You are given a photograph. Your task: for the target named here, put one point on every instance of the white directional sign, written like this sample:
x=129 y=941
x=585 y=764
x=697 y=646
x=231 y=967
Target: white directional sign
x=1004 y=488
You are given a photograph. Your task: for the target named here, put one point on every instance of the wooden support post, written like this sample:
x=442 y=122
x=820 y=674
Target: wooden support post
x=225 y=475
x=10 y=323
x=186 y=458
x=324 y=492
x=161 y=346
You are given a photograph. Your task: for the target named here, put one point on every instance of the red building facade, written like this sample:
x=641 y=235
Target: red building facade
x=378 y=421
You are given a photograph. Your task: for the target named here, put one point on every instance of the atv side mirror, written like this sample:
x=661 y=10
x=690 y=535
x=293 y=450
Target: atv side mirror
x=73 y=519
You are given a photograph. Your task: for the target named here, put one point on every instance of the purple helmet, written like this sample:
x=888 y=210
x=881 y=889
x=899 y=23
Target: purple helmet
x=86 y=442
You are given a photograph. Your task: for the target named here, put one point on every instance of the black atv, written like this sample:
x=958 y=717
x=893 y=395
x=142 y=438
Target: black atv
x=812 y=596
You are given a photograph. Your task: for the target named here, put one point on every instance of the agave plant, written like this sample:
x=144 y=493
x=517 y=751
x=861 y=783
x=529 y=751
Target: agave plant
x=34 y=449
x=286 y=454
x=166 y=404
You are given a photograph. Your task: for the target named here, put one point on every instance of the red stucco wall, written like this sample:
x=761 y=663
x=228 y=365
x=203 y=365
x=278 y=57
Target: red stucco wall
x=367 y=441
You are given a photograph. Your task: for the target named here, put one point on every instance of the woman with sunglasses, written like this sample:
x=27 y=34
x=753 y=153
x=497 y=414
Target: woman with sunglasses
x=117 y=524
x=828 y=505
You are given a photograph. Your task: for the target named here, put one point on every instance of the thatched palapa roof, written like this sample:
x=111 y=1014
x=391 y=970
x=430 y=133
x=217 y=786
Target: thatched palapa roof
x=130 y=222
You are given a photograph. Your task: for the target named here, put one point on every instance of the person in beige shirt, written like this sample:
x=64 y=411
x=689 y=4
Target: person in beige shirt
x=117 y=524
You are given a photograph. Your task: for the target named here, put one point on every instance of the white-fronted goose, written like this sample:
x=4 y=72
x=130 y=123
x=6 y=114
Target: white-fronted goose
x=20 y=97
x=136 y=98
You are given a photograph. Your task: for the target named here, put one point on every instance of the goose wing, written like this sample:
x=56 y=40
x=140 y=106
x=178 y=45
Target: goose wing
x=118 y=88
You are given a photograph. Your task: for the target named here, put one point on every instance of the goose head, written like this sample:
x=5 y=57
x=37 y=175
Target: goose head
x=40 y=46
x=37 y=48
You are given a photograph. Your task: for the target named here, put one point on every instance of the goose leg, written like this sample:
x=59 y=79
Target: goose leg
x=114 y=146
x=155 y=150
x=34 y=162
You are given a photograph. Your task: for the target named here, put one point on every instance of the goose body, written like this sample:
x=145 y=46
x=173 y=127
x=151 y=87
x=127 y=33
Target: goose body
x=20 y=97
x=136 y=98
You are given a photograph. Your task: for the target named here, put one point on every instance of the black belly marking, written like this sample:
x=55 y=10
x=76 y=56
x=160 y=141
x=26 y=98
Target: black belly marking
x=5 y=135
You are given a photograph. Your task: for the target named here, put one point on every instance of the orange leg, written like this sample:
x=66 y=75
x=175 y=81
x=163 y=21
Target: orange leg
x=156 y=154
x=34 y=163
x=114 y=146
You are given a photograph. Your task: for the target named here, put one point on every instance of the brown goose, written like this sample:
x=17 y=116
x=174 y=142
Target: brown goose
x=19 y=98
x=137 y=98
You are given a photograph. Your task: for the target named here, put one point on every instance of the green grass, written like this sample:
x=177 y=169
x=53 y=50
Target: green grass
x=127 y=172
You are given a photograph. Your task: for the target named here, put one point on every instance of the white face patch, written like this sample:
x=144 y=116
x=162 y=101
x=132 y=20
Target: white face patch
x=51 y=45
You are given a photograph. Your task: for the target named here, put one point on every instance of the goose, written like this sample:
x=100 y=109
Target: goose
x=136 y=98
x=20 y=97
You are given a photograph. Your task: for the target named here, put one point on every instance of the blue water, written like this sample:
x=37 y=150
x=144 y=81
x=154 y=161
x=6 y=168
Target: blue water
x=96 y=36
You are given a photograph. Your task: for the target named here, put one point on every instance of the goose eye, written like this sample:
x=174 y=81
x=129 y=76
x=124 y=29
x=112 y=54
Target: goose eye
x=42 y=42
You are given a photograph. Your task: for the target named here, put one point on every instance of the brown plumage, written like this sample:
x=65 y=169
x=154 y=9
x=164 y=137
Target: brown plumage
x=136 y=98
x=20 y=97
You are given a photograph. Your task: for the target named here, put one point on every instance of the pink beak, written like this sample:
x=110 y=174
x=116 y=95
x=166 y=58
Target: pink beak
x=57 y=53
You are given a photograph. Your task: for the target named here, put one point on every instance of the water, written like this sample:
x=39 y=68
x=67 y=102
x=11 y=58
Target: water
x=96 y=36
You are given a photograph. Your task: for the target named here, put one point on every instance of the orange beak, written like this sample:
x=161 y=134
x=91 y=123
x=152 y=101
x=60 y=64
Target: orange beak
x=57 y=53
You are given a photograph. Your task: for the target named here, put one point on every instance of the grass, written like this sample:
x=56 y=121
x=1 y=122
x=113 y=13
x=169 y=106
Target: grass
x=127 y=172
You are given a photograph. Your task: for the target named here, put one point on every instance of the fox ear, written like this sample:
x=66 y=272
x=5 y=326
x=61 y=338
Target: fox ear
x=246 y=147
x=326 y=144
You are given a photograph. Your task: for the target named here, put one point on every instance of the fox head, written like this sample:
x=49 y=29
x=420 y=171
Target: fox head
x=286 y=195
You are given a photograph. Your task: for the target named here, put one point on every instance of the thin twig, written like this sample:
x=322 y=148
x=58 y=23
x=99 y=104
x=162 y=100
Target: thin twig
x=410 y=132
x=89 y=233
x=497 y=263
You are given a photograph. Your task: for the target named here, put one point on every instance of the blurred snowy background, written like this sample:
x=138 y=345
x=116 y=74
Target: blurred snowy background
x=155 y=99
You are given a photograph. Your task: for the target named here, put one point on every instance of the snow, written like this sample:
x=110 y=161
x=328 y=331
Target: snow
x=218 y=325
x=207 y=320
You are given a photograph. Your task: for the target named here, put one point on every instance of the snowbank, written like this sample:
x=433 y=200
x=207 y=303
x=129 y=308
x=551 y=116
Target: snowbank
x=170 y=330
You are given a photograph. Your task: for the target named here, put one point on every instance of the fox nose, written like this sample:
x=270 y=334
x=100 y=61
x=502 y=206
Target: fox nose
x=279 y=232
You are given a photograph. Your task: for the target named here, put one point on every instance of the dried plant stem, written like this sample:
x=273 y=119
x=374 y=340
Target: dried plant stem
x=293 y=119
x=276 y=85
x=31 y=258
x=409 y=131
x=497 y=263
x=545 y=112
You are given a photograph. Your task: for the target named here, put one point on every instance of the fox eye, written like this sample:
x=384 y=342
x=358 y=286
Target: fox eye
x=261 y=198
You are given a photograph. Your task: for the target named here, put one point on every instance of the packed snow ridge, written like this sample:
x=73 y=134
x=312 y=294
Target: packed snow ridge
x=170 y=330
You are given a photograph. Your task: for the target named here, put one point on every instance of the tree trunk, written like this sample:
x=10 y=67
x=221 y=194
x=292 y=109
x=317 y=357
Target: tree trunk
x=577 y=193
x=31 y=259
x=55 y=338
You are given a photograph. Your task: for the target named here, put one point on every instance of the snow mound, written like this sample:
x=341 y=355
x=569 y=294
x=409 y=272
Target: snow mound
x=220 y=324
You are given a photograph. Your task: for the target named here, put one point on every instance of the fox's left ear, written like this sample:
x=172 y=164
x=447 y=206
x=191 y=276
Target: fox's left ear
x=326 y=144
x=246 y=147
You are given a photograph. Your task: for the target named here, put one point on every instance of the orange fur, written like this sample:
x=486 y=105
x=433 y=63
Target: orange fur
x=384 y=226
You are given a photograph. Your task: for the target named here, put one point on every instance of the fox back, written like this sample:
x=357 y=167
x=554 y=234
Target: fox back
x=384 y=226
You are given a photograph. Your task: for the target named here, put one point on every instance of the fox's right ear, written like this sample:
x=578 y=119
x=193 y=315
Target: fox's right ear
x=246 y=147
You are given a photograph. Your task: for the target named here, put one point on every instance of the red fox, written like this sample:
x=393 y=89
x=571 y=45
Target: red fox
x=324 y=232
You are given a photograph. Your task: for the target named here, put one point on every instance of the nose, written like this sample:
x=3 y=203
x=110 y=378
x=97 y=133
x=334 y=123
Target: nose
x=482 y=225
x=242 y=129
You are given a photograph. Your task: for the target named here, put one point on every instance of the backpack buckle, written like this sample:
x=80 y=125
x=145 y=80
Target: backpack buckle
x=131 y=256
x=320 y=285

====

** WRITTEN TASK **
Please rewrite the lines beginning at the one that has "fox ear, written" and stopping after the one that has "x=261 y=198", substituting "place" for every "put" and leaving all else as it is. Return only those lines.

** CORRECT ANSWER **
You are given a photograph. Your task: for the target named here, place one point on every instance of the fox ear, written like this sample:
x=66 y=272
x=5 y=326
x=61 y=338
Target: fox ear
x=246 y=147
x=326 y=144
You are given a photograph. Your task: for the target named here, place one point on every instance of the fox head, written like this sample:
x=49 y=29
x=420 y=171
Target: fox head
x=286 y=195
You are given a photograph. Your task: for the target named here, place one point on every instance of the thin twig, written like this sample:
x=322 y=148
x=58 y=23
x=99 y=104
x=162 y=100
Target: thin twig
x=410 y=132
x=89 y=233
x=497 y=263
You are given a photograph. Your task: for the target named here, place one point on every instance of the blurred snowy background, written like this sample:
x=138 y=345
x=116 y=74
Target: blurred snowy background
x=155 y=99
You are given a photograph. Your task: for the target named here, place one point on every instance of the snow, written like this sample:
x=110 y=161
x=328 y=331
Target: snow
x=218 y=325
x=207 y=320
You are given a photograph. Your task: for the target named here, place one point on every instance of the snowbank, written like this sample:
x=433 y=200
x=207 y=303
x=129 y=308
x=551 y=116
Target: snowbank
x=170 y=330
You are given a photograph. Your task: for the target named here, place one point on every instance of the fox nose, written like this sample:
x=270 y=334
x=100 y=61
x=502 y=206
Target: fox nose
x=279 y=232
You are given a photograph. Your task: for the target named here, place one point on every instance of the dried plant stem, written like this sample:
x=273 y=119
x=374 y=340
Target: dried plant stem
x=293 y=119
x=276 y=85
x=31 y=258
x=409 y=131
x=497 y=263
x=545 y=112
You are given a photograph. Your task: for the target named here, place one point on every instance of the fox eye, written like this sample:
x=384 y=342
x=358 y=286
Target: fox eye
x=261 y=198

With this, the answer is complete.